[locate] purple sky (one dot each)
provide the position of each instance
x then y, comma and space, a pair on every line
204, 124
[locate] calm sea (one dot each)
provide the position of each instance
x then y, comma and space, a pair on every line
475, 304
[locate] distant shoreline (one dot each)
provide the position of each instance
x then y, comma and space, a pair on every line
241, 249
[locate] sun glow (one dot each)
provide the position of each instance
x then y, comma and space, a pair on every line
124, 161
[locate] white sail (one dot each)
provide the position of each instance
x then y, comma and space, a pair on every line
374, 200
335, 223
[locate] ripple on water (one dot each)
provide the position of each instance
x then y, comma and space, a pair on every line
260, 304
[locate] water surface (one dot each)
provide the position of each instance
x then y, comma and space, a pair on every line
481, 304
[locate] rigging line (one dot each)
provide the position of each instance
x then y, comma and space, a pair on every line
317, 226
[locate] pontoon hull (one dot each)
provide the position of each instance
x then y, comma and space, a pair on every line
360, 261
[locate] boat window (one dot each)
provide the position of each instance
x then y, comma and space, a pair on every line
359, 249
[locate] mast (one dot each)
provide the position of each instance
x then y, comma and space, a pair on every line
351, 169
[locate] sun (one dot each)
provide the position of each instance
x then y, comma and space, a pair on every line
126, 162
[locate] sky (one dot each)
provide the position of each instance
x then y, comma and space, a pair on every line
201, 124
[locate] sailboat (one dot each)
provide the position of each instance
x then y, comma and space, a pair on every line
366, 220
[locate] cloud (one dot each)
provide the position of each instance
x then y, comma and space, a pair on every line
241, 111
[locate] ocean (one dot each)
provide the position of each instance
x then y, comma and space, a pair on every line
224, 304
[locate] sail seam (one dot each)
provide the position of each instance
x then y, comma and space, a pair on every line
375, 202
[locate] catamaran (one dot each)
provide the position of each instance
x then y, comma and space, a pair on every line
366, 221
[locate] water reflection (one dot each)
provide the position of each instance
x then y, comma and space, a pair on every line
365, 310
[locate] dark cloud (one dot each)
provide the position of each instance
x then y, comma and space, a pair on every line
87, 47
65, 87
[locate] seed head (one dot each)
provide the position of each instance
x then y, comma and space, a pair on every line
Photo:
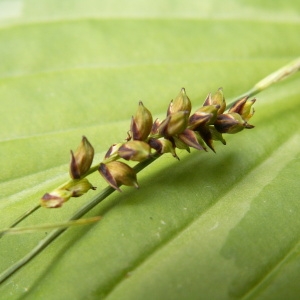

• Set problem: Reproduce the material word for word, from the line with "[locate] white sail (one dot each)" up to and including the last line of the material. Leave out the pictures.

• Output of the task:
[locate] white sail (one dot each)
provide the position of each instance
x then y, comma and space, a pair on every line
374, 200
335, 223
[locate] ripple on water (one dot each)
provide the position of each instance
x then y, comma and space, a pair on every line
260, 304
[locate] water surface (one dot each)
provide the position of each instance
x then y, comma and space, a pair on every line
481, 304
[locate] rigging line (one dot each)
provide the position of each instance
x then y, comma and space, a pair on every line
317, 226
[locate] pontoon hull (one dot each)
provide the position of each instance
x then y, comma and space, a pair on every line
360, 261
[locate] boat window (one dot each)
provide the position of each instance
x then y, comma and space, a pair on every line
359, 249
[locate] mast (one dot each)
provide the position of each instance
x then y, comma and space, a pair on every line
351, 169
[locate] sun (one dot each)
provide the position of each instance
x then y, comma and space, a pair on every line
126, 162
[locate] sky (one dot each)
provide the position of each instance
x then y, comma and space, a pair on every line
201, 124
[locate] sailboat (one dot each)
provide the position of each instance
x then y, comma and space, a pair on every line
366, 220
[locate] cloud (one dot each)
provide the position of each instance
x then y, comma and space, a pair on every line
241, 111
[locate] ocean (one dot each)
provide the position of each instance
x then y, comma and space, a pair on every line
224, 304
[locate] sail seam (one dot each)
provide the position of each instance
x then y, comma and space, a pair on every line
375, 202
[locate] catamaran (one dot each)
provide the position of each instance
x then y, comma and space, a pair on every line
366, 221
[locate] water reflection (one dot each)
provide the position of each instance
x then y, comma and space, a pair on every line
365, 310
[locate] dark cloud (one dot each)
provide the position of each instance
x then y, comma and space, a pair on every line
87, 47
65, 87
[locate] seed head (one dot each)
provide the position of each instance
x then y, comma and space, a pair on every line
Photo:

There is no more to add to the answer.